### Problem set
A. In the tribunal decision, on what date was the summary hearing held, and in what format?
B. Please continue the tribunal decision from the end of its last paragraph.

### Source passage
HUMAN RIGHTS TRIBUNAL OF ONTARIO
B E T W E E N:
Margaret Way
Applicant
-and-
Coalition Against Psychiatric Assault
Respondent
DECISION
Adjudicator: Ken Bhattacharjee
Indexed as: Way v. Coalition Against Psychiatric Assault
appearances BY
Margaret Way, Applicant ) Self-represented
Coalition Against Psychiatric Assault, ) Dr. Bonnie Burstow,
Respondent ) Representative
INTRODUCTION
1The purpose of this Decision is to decide whether the Application should be dismissed on the basis that there is no reasonable prospect that it will succeed.
BACKGROUND
2The Coalition Against Psychiatric Assault (“CAPA”) is a small grassroots activist organization, which opposes pathologization and human rights violations in the psychiatric system.
3On July 8, 2010, the applicant, who identifies as a Roman Catholic, heterosexual member of CAPA, filed an Application under s. 34 of the Human Rights Code, R.S.O. 1990, c. H.19, as amended (the “Code”), which alleged that the respondent discriminated against her with respect to services because of her creed and sexual orientation, and a perceived disability.
4Specifically, she alleged that she attended a CAPA meeting where the Chair, Dr. Bonnie Burstow, made anti-Christian comments.
5She also alleged that almost all members of CAPA are gay, lesbian and Jewish, and that the members who are lesbian and Jewish have most of the authority in CAPA.
6She further alleged that CAPA has a video of her discussing a perceived disability, which should be expunged. She stated that she does not have a disability.
7On September 20, 2010, the respondent filed a Response, which denied the applicant’s allegations of discrimination, but stated that it was difficult to respond to her allegations because of their vagueness.
8Specifically, the respondent denied that Dr. Burstow made anti-Christian comments at a CAPA meeting,
9The Response also denied that almost all members of CAPA are gay, lesbian and Jewish, and that the members who are lesbian and Jewish have most of the authority in CAPA.
10The Response admitted that the respondent has a video of a public hearing, which shows the applicant, but denied that this constitutes discrimination on the basis of disability.
11The applicant filed a Reply on November 9, 2010, which specified Dr. Burstow’s discriminatory comment as: “You know how we feel about Christians.” She stated that Dr. Burstow then turned to her and stated: “Sorry Margaret.”
12The applicant also filed a letter with the Tribunal on December 7, 2010, which stated that the respondent denied her request to be on the executive of CAPA. The letter also stated:
My Application against CAPA concerns the fact that Jewish people and Lesbians dominate this organization. I have never encountered a Catholic heterosexual like myself at the meetings.
The letter also specifically named a member of the CAPA executive, whom she identified as “Jewish and Lesbian”.
13On February 4, 2011, the Tribunal issued a Case Assessment Direction (“CAD”), which informed the parties that a summary hearing would be scheduled to hear submissions from the parties on whether the Application has a reasonable prospect of success.
14The applicant filed a letter with the Tribunal on February 19, 2011 in response to the CAD, which again identified the CAPA executive member by name, identified her as “Jewish and Lesbian”, and stated that she has “all the executive powers” at CAPA and “run[s] the show to this day”.
15The summary hearing took place by conference call on June 16, 2011. I heard submissions from the applicant and Dr. Burstow.
PRELIMINARY ISSUE
16On February 20, 2011, the applicant filed a Request for an Order During Proceedings, which requested, among other things, that the Tribunal anonymize her because this case deals with highly personal information, which could jeopardize her reputation. She referred, in particular, to an incident that occurred in 2003.

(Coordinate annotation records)

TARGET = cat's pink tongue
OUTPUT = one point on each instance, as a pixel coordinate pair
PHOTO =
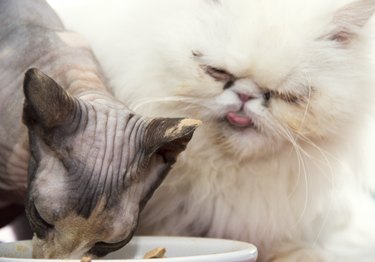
(239, 120)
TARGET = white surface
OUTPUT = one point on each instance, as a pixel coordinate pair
(178, 249)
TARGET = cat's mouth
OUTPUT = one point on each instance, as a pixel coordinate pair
(239, 119)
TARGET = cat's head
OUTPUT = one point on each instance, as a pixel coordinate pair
(93, 166)
(263, 74)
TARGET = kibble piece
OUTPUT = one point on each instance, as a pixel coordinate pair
(158, 252)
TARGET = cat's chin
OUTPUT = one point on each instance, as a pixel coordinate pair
(242, 141)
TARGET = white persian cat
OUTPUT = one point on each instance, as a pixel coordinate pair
(285, 90)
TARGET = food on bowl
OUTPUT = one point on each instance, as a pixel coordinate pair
(158, 252)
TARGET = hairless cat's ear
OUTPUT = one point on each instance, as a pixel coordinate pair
(169, 136)
(349, 19)
(46, 103)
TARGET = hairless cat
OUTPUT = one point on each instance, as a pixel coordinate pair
(83, 161)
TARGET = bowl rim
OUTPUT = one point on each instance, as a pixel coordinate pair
(245, 250)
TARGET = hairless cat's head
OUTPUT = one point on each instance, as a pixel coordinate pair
(93, 166)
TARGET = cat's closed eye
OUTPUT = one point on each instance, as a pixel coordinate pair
(218, 74)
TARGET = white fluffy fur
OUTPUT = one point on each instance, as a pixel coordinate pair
(299, 187)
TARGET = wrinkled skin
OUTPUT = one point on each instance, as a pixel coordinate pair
(92, 164)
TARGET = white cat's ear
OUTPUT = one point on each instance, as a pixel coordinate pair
(350, 19)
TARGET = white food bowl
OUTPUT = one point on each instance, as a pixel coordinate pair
(178, 249)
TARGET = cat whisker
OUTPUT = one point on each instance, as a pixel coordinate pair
(283, 131)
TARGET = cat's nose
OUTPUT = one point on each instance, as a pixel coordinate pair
(244, 97)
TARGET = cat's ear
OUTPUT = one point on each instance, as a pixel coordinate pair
(350, 19)
(46, 103)
(169, 136)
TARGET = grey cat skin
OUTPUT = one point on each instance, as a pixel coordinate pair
(89, 162)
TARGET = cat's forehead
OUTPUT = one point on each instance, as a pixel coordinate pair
(265, 39)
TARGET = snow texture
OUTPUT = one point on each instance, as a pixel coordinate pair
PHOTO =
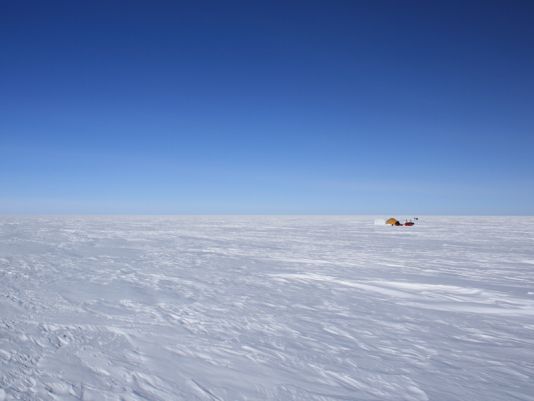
(266, 308)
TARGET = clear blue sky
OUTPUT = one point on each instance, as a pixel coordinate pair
(330, 107)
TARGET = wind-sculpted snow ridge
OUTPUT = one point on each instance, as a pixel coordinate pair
(266, 308)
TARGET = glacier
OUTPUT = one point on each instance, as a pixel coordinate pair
(236, 308)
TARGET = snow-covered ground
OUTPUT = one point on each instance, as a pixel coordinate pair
(266, 308)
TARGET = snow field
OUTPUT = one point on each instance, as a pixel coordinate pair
(266, 308)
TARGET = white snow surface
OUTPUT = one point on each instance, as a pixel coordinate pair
(266, 308)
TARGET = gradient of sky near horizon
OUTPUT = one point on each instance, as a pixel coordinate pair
(314, 107)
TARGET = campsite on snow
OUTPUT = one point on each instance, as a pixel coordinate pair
(266, 308)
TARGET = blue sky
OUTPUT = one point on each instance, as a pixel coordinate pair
(332, 107)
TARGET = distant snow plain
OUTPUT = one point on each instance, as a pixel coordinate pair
(266, 308)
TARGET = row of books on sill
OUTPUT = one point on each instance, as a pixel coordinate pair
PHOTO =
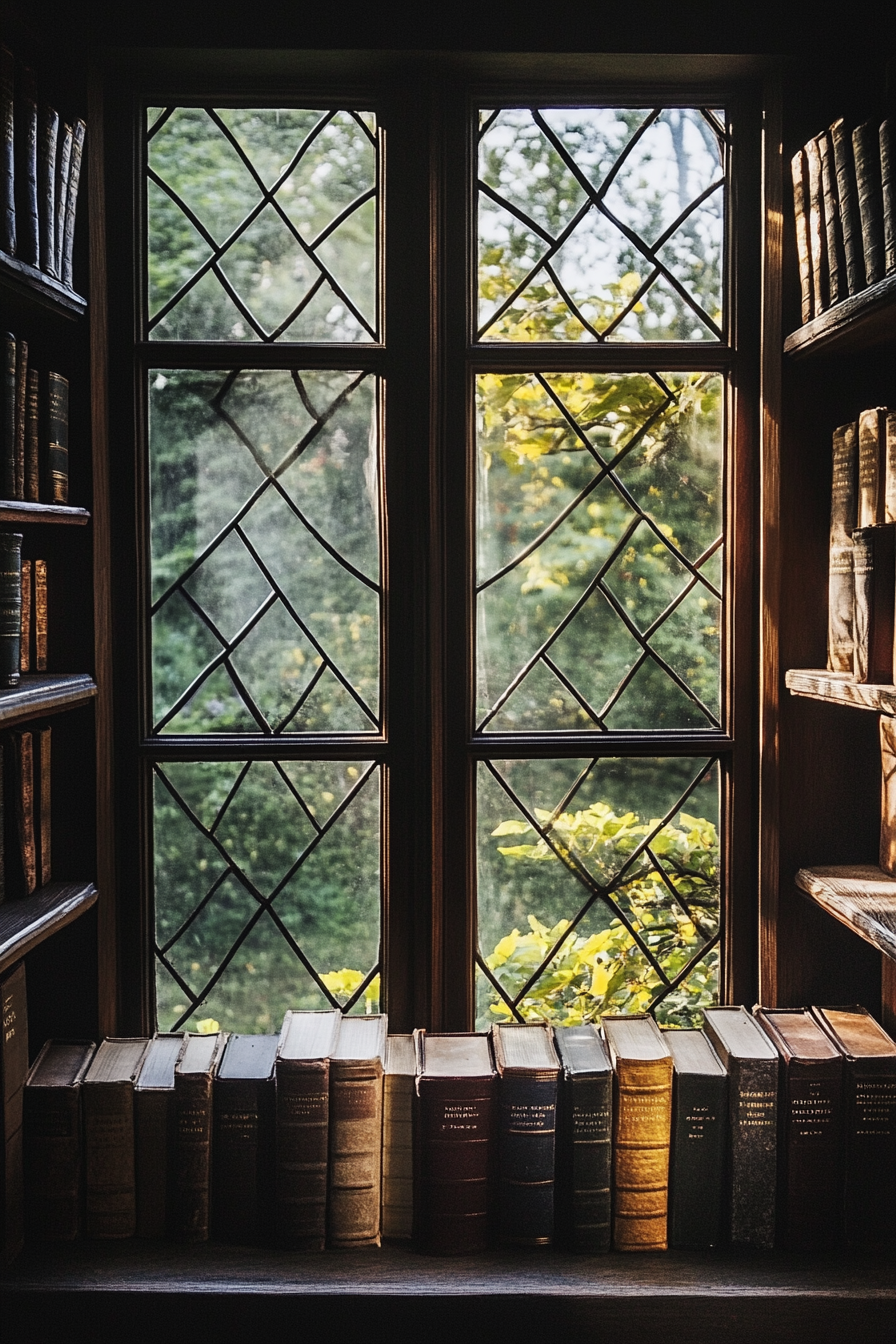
(861, 596)
(845, 213)
(39, 174)
(760, 1129)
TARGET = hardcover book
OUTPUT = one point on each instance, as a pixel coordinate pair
(751, 1061)
(528, 1079)
(306, 1040)
(454, 1143)
(641, 1132)
(398, 1137)
(869, 1122)
(53, 1148)
(585, 1133)
(812, 1126)
(699, 1141)
(243, 1140)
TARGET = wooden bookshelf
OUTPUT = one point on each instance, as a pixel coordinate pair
(856, 323)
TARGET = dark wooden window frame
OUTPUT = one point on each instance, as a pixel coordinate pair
(427, 360)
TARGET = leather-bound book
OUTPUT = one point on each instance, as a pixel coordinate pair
(848, 207)
(356, 1132)
(873, 628)
(699, 1141)
(398, 1137)
(243, 1140)
(108, 1100)
(871, 207)
(14, 1069)
(869, 1122)
(155, 1132)
(585, 1140)
(812, 1128)
(191, 1175)
(528, 1082)
(454, 1143)
(53, 1148)
(641, 1132)
(752, 1110)
(841, 589)
(306, 1040)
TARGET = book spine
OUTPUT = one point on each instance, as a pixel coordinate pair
(302, 1135)
(7, 152)
(10, 608)
(40, 616)
(153, 1140)
(47, 187)
(192, 1156)
(697, 1160)
(801, 219)
(109, 1160)
(454, 1155)
(32, 437)
(813, 1139)
(867, 153)
(398, 1156)
(641, 1155)
(848, 202)
(53, 1163)
(355, 1153)
(57, 438)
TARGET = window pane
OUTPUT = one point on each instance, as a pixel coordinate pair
(598, 889)
(265, 551)
(601, 223)
(262, 225)
(267, 890)
(599, 531)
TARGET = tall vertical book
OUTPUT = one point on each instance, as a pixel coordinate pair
(585, 1133)
(641, 1132)
(454, 1141)
(306, 1042)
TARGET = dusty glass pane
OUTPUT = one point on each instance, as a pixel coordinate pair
(598, 530)
(601, 223)
(262, 222)
(598, 886)
(265, 551)
(267, 889)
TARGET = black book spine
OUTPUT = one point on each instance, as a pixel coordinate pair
(527, 1133)
(697, 1159)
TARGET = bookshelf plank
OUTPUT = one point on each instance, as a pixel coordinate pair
(45, 692)
(861, 895)
(27, 922)
(856, 323)
(837, 688)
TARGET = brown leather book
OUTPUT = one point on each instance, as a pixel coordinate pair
(869, 1122)
(454, 1143)
(155, 1132)
(243, 1140)
(810, 1169)
(398, 1137)
(641, 1132)
(356, 1132)
(306, 1042)
(53, 1148)
(191, 1175)
(108, 1098)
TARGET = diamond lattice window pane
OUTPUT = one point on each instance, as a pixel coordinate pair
(262, 223)
(598, 551)
(265, 551)
(602, 223)
(598, 889)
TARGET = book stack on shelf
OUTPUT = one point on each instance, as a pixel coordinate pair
(767, 1129)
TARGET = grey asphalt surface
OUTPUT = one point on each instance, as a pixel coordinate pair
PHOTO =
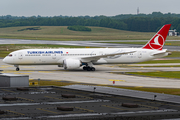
(104, 74)
(98, 43)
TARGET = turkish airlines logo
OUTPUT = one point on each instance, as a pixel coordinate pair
(157, 42)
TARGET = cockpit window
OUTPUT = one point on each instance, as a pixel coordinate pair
(10, 55)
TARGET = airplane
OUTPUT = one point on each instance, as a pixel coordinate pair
(87, 57)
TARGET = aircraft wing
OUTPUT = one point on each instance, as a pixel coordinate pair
(160, 52)
(97, 57)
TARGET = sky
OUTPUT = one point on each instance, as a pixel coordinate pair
(86, 7)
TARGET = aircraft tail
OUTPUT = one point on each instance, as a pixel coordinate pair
(158, 40)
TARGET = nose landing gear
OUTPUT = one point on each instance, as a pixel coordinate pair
(17, 69)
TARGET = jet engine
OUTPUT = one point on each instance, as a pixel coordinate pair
(71, 63)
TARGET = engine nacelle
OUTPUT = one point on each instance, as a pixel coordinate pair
(71, 63)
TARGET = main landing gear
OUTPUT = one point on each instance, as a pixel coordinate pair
(89, 68)
(17, 67)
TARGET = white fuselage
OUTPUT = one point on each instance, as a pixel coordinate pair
(57, 56)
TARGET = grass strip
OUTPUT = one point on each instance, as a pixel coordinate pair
(64, 83)
(165, 74)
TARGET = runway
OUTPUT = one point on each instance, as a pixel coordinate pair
(103, 75)
(98, 43)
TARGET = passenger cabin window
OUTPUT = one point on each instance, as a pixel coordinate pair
(10, 55)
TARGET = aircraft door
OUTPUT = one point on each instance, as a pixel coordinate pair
(20, 55)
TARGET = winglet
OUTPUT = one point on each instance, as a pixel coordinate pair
(158, 40)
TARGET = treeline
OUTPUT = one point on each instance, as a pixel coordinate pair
(141, 22)
(79, 28)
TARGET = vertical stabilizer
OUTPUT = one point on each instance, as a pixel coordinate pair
(158, 40)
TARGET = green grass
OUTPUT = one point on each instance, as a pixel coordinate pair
(160, 61)
(166, 74)
(64, 83)
(62, 33)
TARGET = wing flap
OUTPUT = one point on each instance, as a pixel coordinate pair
(159, 52)
(97, 57)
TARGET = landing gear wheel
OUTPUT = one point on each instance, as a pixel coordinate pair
(17, 69)
(88, 69)
(84, 68)
(93, 69)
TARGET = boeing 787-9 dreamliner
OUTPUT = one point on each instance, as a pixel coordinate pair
(87, 57)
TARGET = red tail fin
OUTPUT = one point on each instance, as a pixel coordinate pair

### Per-task answers
A. It took place by conference call on June 16, 2011.

B.
17On February 28, 2011, the respondent filed a Response, which opposed the applicant’s Request because there is no confidentially at a hearing, and it was the applicant who raised the 2003 incident in her Application.
18Rule 3 of the Tribunal’s Rules of Procedure provides for open justice, subject to limited exceptions:
3.10 The Tribunal’s hearings are open to the public, except when the Tribunal determines otherwise.
3.11 The Tribunal may make an order to protect the confidentiality of personal or sensitive information where it considers it appropriate to do so.
3.12 All written decisions of the Tribunal are available to the public.
19S. 9(1) of the Statutory Powers Procedure Act, R.S.O. 1990, c. S.22 also provides:
An oral hearing shall be open to the public except where the tribunal is of the opinion that,
(a) matters involving public security may be disclosed; or
(b) intimate financial or personal matters or other matters may be disclosed at the hearing of such nature, having regard to the circumstances, that the desirability of avoiding disclosure thereof in the interests if any person affected or in the public interest outweighs the desirability of adhering to the principle that hearings be open to the public.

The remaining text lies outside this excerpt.